INSTRUCTIONS TO FOLLOW = Reproduce the lines word for word, starting with the first line and continuing up to and including the line with "pixel 372 388".

# START OF RAW RECORDS

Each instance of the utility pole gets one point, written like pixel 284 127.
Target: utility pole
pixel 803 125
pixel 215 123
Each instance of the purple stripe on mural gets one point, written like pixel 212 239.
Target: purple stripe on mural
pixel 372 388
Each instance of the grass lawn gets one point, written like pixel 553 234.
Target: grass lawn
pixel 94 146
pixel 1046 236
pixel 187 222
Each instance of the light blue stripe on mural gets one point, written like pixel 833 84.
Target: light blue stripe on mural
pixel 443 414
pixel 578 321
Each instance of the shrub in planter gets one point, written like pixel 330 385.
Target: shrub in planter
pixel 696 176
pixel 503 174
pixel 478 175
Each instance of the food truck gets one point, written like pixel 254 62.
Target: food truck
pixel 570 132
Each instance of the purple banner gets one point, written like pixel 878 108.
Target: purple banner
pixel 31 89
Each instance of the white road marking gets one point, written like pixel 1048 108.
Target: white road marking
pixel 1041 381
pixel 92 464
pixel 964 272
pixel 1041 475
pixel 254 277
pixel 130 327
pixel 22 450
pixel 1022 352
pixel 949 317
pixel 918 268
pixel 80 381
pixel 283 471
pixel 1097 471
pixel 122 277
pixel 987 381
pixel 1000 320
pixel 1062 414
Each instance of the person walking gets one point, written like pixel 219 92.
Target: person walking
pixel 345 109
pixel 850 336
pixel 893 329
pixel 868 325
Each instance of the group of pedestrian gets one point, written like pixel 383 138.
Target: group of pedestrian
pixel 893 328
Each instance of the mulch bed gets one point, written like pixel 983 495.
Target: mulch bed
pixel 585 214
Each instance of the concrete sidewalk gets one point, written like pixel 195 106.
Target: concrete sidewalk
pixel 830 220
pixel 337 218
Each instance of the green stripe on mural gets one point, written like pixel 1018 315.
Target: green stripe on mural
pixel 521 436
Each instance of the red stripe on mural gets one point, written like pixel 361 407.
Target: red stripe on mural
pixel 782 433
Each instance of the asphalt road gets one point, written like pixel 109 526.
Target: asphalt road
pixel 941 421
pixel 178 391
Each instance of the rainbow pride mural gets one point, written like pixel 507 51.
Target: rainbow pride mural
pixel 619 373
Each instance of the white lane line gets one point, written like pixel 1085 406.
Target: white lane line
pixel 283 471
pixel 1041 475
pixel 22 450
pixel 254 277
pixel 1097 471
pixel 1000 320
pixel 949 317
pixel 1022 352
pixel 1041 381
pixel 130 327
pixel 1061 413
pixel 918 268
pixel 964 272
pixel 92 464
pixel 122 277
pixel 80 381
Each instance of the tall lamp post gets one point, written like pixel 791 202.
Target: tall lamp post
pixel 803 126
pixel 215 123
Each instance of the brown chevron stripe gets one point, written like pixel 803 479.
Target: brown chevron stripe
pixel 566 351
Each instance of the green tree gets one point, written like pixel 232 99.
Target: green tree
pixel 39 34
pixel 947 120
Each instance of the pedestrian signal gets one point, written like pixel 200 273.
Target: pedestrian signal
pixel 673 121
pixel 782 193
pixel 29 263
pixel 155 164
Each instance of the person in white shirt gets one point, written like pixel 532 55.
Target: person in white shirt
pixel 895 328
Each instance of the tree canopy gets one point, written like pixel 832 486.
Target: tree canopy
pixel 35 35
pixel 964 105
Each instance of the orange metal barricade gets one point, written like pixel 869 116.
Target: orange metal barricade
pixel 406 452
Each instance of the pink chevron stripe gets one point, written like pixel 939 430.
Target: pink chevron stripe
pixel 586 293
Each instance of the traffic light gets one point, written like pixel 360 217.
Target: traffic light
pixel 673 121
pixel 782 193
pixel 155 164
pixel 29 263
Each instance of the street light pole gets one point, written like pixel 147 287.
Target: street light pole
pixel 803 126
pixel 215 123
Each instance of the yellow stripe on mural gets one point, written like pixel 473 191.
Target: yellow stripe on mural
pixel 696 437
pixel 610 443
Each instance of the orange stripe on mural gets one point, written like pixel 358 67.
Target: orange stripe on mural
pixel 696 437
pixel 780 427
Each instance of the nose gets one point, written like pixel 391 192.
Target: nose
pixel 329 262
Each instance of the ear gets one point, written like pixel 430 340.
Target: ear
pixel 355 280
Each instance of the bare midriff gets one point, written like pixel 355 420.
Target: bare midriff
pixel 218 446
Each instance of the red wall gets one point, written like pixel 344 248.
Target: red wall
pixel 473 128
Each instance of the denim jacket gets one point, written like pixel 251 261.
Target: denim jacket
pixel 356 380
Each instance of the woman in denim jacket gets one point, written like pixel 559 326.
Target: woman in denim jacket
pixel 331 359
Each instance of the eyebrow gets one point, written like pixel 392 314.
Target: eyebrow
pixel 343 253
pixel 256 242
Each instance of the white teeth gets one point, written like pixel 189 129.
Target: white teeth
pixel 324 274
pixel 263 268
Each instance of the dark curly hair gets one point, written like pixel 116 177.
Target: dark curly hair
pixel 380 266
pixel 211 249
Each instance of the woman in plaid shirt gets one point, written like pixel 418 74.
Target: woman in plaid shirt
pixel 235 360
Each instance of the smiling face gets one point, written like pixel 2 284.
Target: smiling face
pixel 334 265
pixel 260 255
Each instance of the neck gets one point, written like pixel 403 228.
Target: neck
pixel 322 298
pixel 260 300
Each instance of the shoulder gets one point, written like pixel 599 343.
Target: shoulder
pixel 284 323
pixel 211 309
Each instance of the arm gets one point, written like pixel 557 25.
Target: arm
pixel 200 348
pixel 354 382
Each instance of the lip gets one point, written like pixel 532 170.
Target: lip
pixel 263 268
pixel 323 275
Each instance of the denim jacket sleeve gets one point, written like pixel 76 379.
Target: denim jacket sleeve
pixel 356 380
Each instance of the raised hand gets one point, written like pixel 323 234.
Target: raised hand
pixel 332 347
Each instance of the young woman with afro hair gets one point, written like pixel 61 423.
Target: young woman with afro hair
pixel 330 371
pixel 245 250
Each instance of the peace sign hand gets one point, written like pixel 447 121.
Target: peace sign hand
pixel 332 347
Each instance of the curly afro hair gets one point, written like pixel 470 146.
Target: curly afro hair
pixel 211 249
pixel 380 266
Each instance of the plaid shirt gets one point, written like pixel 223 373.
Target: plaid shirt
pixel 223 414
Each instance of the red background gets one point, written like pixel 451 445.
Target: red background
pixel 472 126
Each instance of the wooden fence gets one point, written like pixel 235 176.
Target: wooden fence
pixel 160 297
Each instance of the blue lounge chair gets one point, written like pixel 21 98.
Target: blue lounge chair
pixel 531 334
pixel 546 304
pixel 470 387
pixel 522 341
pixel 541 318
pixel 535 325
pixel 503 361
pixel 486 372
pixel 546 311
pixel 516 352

# END OF RAW RECORDS

RESULT BELOW =
Each instance of the utility pole gets one point, written like pixel 284 127.
Target: utility pole
pixel 803 125
pixel 215 123
Each instance of the purple stripe on mural gets one point, written like pixel 212 239.
Target: purple stripe on mural
pixel 372 388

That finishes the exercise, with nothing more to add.